**Text segment**
──────────

Arrogant' White Liberals Seek to Manage Black Voter Turnout
Posted on Oct 02, 2004 - 12:20 PM by blackvoice Washington
By Hazel Trice Edney
NNPA Washington Correspondent
Money that normally goes to African-American grass-roots groups with a proven track record of successfully turning out the Black vote is being diverted this year to White-managed 527 groups that feel they have a better knowledge of how to turn out the African-American vote than experienced Blacks, a miscalculation that some experts feel could cause Democratic nominee John Kerry a victory on Nov. 2.
"The thing that is criminal about it is that we could lose the
election because we're not putting the resources into the hands of
those who can mobilize the Black vote," says University of Maryland political scientist Ronald Walters. "They're making some serious errors with these resources by not connecting up to the people who can move this full apparatus. This is another form of colonialism – colonialism is about control."
Among the primary groups being crippled is the National Coalition for Black Civic Participation, of which Walters is a board member.
Four years ago, NCBCP, which includes 84 member organizations, was able to raise $3 million for its Unity 2000 campaign for voter
registration, says Melanie Campbell, the group's president and chief executive officer. This year, with a matching number of ad hoc groups, Unity 2004 has struggled to meet its financial goals for registering and turning out the Black vote.
"We're way off from that," says Campbell, who declined to give an
exact figure. "Normally, we would have had all kinds of town hall
meetings. We haven't had any."
The 527 organizations, named for the Internal Revenue Service code that covers their status, are private groups that are allowed to raise unlimited money from unions, corporations, individuals, and
even other 527s for the purpose of influencing political elections.
They were set up to counter the large contributions donors had been making to the Republican Party.
The top 527s includes: the Media Fund ( $28 million); America Coming Together ($27 million); Service Employees International Union ($16 million); American Federation of State County and Municipal Employees, ($13 million); and MoveOn.org ($9 million), according to OpenSecrets.org., a site that helps monitor campaign spending.
Black groups are baffled that 527s, which are mostly Democratic-
leaning, hire independent consultants to go in to the Black community and determine how to get out the vote.
Campbell says this insults groups that have been doing this for years.
"We organized ourselves to get more Black people elected, we
organized ourselves to impact the electoral process, we closed the
gap in registration between Blacks and Whites, we closed the gap when it comes to turnout," says Campbell. "Then, all of a sudden, these groups pop up. To me, this is about: Are we going to lose control of trying to empower ourselves? Part of that has to do with having the resources to do what we need to do for our community."
ACT spokesman Patrick Gaspard says neither ACT nor the Media Fund, one of its partners, set out to slight traditional Black
organizations.
"We believe that there are traditional organizations in this country
that have worked these states and these precincts for decades. They have done phenomenal work that has bolstered the ability of Democrats to win," says Gaspard, national field director for ACT. "There isn't anything about our philosophy or our approach that was constructed in response to any kind of deficit that we see in these organizations."

──────────

**Given information**

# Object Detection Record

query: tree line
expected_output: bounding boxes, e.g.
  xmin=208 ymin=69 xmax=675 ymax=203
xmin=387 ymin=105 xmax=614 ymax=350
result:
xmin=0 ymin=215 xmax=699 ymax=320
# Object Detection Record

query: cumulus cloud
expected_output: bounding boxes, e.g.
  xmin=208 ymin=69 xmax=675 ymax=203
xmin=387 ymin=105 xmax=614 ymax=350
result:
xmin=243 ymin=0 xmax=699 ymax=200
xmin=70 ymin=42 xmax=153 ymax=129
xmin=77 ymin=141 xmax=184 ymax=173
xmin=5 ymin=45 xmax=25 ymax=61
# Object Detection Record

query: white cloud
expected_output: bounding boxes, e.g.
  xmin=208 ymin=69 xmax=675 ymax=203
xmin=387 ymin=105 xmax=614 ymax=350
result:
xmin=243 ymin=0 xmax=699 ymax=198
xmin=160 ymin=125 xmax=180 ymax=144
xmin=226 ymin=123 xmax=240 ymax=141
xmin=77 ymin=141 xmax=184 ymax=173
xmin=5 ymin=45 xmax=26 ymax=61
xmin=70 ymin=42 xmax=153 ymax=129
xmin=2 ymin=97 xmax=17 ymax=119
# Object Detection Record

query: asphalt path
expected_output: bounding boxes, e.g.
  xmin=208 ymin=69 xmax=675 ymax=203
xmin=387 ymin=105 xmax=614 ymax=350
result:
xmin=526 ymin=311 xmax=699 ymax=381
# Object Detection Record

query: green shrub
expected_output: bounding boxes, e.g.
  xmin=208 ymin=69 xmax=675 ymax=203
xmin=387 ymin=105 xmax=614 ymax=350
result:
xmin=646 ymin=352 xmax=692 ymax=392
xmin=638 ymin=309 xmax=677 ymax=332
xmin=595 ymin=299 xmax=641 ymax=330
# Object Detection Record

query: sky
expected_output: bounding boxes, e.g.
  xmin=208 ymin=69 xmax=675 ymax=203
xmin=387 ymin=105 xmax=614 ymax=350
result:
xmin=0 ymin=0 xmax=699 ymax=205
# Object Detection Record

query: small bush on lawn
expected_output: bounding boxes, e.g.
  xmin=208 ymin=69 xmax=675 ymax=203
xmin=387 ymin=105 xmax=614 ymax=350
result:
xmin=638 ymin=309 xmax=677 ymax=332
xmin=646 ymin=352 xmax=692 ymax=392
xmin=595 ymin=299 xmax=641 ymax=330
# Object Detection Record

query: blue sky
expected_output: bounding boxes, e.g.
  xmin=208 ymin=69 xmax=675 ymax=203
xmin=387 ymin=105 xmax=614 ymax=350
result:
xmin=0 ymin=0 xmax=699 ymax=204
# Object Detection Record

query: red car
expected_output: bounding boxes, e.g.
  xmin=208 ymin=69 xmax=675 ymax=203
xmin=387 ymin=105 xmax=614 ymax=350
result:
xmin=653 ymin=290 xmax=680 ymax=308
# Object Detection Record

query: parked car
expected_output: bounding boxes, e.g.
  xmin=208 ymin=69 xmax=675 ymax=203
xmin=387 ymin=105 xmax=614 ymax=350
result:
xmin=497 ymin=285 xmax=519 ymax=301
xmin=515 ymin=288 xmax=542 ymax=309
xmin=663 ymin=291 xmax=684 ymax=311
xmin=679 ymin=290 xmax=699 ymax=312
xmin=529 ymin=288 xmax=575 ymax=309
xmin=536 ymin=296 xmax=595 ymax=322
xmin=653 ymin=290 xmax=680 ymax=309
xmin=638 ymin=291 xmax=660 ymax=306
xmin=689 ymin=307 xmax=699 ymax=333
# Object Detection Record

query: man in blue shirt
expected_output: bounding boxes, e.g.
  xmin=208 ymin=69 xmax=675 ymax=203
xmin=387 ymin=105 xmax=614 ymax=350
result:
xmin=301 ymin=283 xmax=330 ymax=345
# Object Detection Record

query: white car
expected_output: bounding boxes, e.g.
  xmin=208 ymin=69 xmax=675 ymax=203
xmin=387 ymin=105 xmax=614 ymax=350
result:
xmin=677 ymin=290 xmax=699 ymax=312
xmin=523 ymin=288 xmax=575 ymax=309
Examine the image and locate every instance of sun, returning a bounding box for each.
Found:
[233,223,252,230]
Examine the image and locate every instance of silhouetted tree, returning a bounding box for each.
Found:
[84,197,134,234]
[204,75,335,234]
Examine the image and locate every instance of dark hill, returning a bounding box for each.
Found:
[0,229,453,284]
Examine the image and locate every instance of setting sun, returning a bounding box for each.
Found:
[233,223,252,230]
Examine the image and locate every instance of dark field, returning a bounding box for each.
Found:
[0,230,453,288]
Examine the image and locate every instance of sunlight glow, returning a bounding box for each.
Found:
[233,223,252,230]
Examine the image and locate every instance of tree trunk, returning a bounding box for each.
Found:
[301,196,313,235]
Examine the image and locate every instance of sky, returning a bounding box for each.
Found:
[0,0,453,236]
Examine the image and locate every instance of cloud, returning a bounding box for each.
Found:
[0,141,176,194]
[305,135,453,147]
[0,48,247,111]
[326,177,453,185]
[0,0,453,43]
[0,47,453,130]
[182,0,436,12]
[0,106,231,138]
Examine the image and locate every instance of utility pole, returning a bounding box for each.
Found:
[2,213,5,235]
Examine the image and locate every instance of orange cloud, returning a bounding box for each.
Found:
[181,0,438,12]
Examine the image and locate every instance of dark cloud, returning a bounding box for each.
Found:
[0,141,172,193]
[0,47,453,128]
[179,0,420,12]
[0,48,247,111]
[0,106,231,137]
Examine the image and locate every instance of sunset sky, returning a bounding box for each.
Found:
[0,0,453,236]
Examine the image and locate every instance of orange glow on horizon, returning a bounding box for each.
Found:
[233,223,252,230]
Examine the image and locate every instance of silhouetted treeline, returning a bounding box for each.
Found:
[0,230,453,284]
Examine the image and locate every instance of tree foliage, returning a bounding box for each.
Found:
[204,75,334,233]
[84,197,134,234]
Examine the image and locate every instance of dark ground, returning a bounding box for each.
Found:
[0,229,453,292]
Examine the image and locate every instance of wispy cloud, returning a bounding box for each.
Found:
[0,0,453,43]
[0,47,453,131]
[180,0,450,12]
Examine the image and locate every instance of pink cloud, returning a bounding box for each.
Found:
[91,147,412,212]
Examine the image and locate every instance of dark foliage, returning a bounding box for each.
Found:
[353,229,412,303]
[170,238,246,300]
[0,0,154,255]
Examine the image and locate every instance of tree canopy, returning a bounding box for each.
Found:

──────────

**List of tasks**
#1 Please reproduce the passage of the voter turnout article from "The 527 organizations, named" to "influencing political elections.", word for word.
#2 Continue the voter turnout article from the point where it stops.

**Answers to each task**
#1
The 527 organizations, named for the Internal Revenue Service code that covers their status, are private groups that are allowed to raise unlimited money from unions, corporations, individuals, and
even other 527s for the purpose of influencing political elections.

#2
Gaspard says ACT has not contracted with any major voter groups – Black or White – except the Hip Hop Summit Action Network because of its specialized outreach to young African-American voters. For organizational and accountability purposes, he says, ACT has decided to recruit its own people from state to state rather than turn to established groups.
"Everywhere we go, we make sure to hire local talent who, in turn,
hire other local talent and development leadership to go into
communities to do this work. However, we are determined that America Coming Together is its own free standing organizing tool," Gaspard says. "We believe that in order to be able to track and measure and quantify our voter contact, that it makes the most sense for us to be able to run programs that are directly controlled and administered by the organizing leadership that's hired in these states, that's developed in these states."
The bi-partisan McCain-Feingold, Shays-Meehan campaign finance reform act, signed by President Bush in 2002, allows 527s to raise and spend unregulated and unlimited money while political campaigns cannot. Tension between Black grass-root organizers and the 527 controversy peaked weeks ago when Walters sent a scathing letter to Harold Ickes, former Clinton White House aide, who runs the Media Fund.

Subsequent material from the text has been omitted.